--- START ---

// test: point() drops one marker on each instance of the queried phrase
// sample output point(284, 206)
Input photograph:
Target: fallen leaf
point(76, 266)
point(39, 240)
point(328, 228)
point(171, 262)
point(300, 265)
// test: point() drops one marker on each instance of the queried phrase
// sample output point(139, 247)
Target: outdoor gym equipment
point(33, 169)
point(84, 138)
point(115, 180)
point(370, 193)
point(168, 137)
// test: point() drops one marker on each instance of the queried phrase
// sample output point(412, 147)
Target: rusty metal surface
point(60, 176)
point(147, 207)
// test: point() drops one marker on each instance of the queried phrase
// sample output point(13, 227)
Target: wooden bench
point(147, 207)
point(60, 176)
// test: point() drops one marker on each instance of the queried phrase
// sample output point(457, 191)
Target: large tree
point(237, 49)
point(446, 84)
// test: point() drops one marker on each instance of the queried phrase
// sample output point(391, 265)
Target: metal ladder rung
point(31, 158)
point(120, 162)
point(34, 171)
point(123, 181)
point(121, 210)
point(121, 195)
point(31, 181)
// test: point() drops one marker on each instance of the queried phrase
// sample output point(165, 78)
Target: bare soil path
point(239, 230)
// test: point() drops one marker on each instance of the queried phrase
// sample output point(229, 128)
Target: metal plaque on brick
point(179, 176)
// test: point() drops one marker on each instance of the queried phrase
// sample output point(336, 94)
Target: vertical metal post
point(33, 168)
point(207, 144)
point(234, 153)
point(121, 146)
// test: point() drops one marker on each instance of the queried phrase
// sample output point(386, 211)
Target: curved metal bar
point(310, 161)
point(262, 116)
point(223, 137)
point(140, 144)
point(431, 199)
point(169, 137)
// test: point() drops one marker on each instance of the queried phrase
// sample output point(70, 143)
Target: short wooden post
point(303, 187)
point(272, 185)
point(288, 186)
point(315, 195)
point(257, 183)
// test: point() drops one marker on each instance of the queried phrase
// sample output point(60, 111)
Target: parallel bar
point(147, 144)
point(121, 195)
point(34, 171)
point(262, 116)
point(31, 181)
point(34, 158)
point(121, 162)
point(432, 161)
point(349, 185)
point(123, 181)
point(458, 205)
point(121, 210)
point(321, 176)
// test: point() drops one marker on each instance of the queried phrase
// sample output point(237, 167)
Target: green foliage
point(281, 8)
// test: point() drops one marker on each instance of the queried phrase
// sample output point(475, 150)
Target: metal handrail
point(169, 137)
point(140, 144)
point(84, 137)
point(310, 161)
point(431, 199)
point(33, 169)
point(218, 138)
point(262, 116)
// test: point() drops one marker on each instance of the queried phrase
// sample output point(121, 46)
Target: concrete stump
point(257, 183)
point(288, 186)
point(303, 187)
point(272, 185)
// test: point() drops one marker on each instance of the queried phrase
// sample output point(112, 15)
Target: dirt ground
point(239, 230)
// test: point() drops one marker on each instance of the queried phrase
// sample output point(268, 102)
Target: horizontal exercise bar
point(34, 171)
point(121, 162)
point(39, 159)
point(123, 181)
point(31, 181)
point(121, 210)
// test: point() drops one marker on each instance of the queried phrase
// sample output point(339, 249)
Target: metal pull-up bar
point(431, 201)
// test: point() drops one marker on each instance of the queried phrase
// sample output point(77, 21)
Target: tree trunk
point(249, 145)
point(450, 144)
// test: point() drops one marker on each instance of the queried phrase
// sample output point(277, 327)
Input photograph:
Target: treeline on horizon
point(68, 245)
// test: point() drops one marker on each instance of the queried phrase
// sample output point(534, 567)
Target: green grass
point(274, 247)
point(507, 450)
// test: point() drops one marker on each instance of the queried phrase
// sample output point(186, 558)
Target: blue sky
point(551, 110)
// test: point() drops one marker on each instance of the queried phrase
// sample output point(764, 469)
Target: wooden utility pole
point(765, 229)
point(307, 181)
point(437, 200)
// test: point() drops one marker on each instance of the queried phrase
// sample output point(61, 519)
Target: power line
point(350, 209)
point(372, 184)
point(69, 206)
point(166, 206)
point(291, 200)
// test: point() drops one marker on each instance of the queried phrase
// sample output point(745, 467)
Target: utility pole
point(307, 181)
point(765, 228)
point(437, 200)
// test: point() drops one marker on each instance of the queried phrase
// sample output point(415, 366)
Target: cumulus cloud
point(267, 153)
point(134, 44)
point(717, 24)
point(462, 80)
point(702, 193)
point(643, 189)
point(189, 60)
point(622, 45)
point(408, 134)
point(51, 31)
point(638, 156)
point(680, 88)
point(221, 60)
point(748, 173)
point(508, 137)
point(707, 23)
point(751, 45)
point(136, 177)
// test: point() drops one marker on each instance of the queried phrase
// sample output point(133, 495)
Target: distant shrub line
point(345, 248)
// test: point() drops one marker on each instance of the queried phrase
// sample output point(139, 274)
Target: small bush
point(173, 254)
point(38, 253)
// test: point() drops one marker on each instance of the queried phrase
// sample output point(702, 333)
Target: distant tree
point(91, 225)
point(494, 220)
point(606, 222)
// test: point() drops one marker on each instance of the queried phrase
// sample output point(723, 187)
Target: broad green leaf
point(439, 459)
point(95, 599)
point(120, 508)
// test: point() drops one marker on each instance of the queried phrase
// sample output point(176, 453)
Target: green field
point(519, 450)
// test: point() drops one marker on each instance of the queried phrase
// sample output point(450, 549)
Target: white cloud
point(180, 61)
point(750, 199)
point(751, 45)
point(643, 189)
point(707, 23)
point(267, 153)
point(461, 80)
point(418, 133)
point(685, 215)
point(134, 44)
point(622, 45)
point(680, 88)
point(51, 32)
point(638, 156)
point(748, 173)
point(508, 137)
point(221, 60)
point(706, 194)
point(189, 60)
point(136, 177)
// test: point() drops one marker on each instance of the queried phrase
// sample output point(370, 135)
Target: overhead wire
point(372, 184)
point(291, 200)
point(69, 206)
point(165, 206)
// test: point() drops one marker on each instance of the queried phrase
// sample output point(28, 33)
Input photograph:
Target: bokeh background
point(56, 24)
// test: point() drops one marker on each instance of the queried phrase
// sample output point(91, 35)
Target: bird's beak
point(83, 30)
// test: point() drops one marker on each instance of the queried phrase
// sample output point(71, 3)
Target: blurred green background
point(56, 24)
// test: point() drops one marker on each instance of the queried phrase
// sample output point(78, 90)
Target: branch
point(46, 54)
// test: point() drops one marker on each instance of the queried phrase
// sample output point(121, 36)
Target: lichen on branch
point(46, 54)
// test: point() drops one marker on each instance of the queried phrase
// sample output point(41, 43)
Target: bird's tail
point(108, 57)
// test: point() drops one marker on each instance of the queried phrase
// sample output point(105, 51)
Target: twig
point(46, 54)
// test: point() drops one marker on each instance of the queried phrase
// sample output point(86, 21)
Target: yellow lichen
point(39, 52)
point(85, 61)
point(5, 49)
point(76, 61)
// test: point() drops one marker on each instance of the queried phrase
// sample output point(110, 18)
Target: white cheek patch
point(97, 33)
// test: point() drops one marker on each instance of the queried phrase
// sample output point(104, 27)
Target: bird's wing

--- END ---

#### What is required:
Repeat, exactly as they stand above, the lines from the line with "Target: large tree" to the line with "output point(391, 265)", both lines included.

#### Expected answer:
Target: large tree
point(237, 49)
point(446, 84)
// test: point() drops one marker on each instance of the queried phrase
// sample output point(391, 265)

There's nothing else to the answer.